**Trecho do documento:**
━━━━━━━━━━
Winnicott - Formamos cidadãos ou consumidores?

Em um artigo de 1950 o psicanalista D. Winnicott se aventurou pelo campo da política*. Ele sabia que não era seu campo predileto, mas também sabia que sempre era valioso cruzar-se fronteiras. Seu objetivo foi discutir a "democracia". Inicialmente, nos disse que a palavra tem múltiplos sentidos, sendo tratada como um sistema social onde: quem manda é o povo; o povo escolhe o líder; o povo escolhe o governo; o governo dá liberdade ao povo; os indivíduos possuem liberdade de ação. Mas, como tratar tal conceito psicologicamente?
━━━━━━━━━━
**Extrato da listagem:**
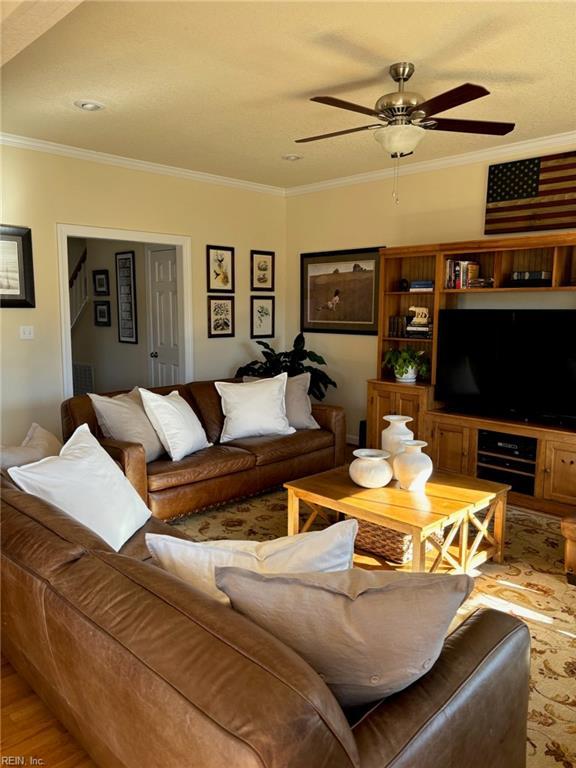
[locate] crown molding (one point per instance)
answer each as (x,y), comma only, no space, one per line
━━━━━━━━━━
**Suas tarefas:**
A – Responda, com base no trecho sobre Winnicott:
(i) Em que ano foi escrito o artigo em que o psicanalista se aventurou pelo campo da política?
(ii) Qual foi o objetivo de Winnicott nesse artigo?
(iii) Segundo o trecho, quem escolhe o líder em um sistema democrático?
B – Copie sem alterações uma parte do trecho sobre Winnicott, começando nas palavras "Winnicott - Formamos" e parando logo depois de "tal conceito psicologicamente?".
A listagem não tem relação alguma com o trecho sobre Winnicott.

**Respostas em ordem:**
A –
(i) Em 1950.
(ii) Discutir a "democracia".
(iii) O povo.

B –
Winnicott - Formamos cidadãos ou consumidores?

Em um artigo de 1950 o psicanalista D. Winnicott se aventurou pelo campo da política*. Ele sabia que não era seu campo predileto, mas também sabia que sempre era valioso cruzar-se fronteiras. Seu objetivo foi discutir a "democracia". Inicialmente, nos disse que a palavra tem múltiplos sentidos, sendo tratada como um sistema social onde: quem manda é o povo; o povo escolhe o líder; o povo escolhe o governo; o governo dá liberdade ao povo; os indivíduos possuem liberdade de ação. Mas, como tratar tal conceito psicologicamente?